§ Provided data:

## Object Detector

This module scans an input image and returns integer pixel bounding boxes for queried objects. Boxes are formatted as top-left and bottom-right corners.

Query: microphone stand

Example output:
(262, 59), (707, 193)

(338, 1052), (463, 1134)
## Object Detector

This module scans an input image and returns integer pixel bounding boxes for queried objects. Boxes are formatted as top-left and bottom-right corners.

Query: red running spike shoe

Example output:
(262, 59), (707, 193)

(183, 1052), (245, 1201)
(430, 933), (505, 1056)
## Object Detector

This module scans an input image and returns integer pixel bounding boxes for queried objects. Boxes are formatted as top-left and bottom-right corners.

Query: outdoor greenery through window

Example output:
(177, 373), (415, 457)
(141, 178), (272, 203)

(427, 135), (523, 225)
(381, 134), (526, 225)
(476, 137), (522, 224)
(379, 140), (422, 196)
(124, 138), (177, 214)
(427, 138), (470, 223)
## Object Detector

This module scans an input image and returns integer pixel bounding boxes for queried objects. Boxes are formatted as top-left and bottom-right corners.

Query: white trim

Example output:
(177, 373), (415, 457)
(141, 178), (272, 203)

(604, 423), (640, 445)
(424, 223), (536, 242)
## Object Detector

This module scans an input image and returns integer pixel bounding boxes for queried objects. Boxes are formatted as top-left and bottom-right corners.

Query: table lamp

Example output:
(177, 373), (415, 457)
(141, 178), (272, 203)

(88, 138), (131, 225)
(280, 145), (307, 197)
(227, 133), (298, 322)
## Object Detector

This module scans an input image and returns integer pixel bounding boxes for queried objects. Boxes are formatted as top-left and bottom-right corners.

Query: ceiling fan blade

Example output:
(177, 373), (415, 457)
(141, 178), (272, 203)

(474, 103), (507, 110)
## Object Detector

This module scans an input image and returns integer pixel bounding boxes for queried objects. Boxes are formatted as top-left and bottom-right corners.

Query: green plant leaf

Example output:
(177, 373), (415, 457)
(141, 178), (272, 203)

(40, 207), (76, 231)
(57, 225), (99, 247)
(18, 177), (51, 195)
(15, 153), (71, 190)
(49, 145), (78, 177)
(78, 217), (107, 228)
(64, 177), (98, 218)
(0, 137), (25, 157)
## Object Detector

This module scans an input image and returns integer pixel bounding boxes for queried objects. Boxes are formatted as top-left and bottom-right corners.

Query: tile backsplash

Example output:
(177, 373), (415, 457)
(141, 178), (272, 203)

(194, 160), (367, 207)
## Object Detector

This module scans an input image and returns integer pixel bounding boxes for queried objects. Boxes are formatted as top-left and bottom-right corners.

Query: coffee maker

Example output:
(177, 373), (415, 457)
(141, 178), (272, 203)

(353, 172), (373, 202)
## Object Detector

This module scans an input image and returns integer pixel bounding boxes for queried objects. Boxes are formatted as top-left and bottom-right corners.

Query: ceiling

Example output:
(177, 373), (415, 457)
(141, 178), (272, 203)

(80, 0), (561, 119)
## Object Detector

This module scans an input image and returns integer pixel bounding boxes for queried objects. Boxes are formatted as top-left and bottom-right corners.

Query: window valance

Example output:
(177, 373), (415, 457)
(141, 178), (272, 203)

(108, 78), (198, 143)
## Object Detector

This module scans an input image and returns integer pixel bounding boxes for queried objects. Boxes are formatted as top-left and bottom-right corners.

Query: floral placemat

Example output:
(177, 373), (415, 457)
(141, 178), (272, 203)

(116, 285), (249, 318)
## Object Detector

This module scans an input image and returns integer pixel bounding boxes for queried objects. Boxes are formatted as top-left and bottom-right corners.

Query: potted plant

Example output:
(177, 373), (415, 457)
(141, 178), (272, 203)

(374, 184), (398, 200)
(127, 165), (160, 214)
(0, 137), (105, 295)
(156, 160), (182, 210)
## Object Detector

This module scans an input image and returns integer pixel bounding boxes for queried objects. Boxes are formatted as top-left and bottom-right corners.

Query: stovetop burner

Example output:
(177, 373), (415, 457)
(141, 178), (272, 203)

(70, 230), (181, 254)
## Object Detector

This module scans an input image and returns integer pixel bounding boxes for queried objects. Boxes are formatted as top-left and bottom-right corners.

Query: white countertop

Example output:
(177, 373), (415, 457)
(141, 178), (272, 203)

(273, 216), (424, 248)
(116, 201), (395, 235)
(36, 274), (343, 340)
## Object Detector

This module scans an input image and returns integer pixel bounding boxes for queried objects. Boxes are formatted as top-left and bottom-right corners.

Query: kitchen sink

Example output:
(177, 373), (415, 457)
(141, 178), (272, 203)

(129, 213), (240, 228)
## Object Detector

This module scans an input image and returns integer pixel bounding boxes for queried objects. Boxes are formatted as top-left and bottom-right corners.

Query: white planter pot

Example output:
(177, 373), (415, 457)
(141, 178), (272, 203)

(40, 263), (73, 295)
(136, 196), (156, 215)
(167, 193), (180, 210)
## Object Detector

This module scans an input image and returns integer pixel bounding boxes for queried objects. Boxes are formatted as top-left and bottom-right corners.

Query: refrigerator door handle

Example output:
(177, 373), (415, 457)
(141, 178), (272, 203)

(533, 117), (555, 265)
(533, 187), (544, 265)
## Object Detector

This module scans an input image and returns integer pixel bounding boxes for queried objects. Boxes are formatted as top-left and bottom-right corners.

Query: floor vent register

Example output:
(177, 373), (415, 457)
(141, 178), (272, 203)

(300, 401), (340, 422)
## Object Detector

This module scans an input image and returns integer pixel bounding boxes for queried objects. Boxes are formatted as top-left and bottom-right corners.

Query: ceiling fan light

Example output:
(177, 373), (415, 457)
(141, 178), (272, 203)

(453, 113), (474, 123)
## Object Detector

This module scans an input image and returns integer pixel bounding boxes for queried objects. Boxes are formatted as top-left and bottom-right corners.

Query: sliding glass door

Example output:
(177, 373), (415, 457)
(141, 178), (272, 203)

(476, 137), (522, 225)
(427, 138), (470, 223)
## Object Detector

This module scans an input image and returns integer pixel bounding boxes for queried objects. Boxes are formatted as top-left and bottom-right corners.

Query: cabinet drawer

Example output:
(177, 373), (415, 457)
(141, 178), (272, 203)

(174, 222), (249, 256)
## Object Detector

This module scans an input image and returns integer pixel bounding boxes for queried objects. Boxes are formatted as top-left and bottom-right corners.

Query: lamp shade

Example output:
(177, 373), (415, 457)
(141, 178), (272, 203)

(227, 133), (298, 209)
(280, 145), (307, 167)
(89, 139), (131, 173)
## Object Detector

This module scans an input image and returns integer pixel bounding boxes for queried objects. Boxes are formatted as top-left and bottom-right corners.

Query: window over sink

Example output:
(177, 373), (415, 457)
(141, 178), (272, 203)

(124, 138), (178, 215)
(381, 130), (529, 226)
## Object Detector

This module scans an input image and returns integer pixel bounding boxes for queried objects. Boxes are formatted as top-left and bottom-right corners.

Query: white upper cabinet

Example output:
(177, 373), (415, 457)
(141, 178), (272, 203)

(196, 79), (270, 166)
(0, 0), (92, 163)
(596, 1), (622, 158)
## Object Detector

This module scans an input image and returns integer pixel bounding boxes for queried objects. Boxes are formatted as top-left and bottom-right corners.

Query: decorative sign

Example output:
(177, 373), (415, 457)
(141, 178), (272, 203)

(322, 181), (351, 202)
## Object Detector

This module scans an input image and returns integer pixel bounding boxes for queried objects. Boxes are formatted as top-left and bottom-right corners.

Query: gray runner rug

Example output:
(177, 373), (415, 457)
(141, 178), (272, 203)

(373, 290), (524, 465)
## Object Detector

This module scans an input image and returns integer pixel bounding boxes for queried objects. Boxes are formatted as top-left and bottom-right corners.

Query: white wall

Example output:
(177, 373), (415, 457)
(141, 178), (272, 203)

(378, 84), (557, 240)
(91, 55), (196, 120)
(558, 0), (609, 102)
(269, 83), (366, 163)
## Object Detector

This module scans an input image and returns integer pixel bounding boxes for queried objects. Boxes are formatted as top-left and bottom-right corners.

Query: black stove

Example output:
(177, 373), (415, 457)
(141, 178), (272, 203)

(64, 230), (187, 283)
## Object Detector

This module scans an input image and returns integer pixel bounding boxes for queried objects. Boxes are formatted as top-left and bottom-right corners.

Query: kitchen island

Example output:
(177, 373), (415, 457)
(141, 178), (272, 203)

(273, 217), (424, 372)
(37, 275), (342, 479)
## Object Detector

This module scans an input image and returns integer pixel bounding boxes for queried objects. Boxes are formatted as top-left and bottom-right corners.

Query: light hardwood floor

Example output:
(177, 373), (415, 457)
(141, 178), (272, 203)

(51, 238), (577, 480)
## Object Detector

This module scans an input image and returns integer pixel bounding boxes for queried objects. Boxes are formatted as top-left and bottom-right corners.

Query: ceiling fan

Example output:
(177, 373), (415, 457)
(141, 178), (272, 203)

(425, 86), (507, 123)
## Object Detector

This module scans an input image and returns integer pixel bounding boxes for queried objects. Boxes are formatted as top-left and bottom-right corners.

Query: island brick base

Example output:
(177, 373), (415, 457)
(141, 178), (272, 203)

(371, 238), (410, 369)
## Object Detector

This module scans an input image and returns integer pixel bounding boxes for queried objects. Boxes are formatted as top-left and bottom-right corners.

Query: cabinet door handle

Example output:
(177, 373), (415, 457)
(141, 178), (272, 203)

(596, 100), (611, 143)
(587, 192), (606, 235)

§ Work instructions: Please give the lines again, from the first one up to and including the line with "(430, 933), (505, 1056)", swapping "module" for "tool" and leaving everything else unchanged.

§ Right answer:
## Object Detector

This tool scans an input image and returns integer pixel bounding boxes for queried objects. Boxes are formatted as top-left and bottom-right corners.

Query: microphone stand

Example output:
(262, 59), (707, 193)

(338, 1052), (463, 1134)
## Object Detector

This tool scans an input image and returns integer pixel bounding boxes for queried objects. Boxes are formatted as top-left and bottom-right corners.

Query: red running spike shoe

Example output:
(262, 59), (707, 193)

(183, 1052), (245, 1201)
(430, 933), (505, 1056)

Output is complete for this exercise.